> [DATASET CONTENT]:
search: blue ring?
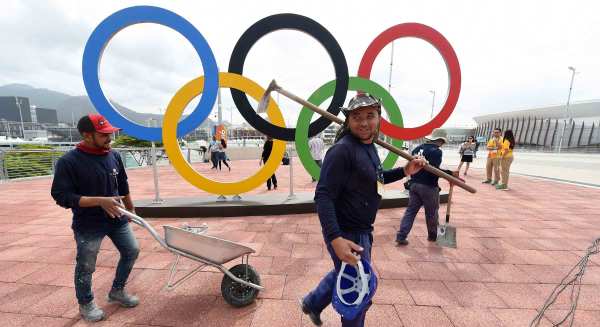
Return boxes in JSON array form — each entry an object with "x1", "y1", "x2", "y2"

==

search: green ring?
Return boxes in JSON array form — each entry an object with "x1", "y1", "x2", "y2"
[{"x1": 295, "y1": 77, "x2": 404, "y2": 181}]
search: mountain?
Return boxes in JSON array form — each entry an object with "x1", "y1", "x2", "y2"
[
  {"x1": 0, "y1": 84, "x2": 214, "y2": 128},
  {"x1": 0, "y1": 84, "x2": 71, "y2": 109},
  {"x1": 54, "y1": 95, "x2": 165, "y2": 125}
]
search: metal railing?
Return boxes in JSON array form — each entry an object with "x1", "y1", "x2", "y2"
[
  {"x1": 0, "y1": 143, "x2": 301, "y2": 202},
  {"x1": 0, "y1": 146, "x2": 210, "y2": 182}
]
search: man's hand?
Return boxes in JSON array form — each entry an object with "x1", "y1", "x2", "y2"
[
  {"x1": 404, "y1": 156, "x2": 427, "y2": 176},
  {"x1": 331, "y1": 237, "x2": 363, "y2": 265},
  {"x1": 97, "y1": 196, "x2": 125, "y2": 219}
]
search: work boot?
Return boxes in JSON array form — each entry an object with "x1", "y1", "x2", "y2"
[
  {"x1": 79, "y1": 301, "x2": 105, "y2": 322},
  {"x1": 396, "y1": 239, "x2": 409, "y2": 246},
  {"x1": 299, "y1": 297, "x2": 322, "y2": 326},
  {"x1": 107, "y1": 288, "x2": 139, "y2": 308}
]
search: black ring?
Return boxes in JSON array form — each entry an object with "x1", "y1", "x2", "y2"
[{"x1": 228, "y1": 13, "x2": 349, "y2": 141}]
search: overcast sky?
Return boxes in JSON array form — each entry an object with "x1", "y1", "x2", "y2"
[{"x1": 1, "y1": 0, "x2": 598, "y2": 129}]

---

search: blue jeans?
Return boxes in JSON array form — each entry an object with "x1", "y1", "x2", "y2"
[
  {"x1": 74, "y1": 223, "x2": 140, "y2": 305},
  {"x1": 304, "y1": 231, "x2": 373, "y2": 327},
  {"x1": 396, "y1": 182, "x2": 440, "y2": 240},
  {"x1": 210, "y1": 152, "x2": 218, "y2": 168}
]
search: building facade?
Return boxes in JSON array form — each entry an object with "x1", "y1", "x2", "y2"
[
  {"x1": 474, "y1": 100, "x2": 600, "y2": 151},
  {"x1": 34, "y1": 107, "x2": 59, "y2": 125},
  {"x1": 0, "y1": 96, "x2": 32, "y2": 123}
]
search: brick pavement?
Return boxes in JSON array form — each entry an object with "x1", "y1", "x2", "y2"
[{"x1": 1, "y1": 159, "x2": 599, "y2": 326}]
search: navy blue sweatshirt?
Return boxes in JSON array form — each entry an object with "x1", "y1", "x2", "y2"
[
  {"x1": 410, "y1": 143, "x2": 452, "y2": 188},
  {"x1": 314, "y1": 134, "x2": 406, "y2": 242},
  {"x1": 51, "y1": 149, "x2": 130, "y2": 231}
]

> [DIRECTIONS FOR THIS TASK]:
For this exercise, gather every line of the data that contains the word "ring".

> [ANSWER SECTION]:
search: blue ring?
search: green ring?
search: black ring?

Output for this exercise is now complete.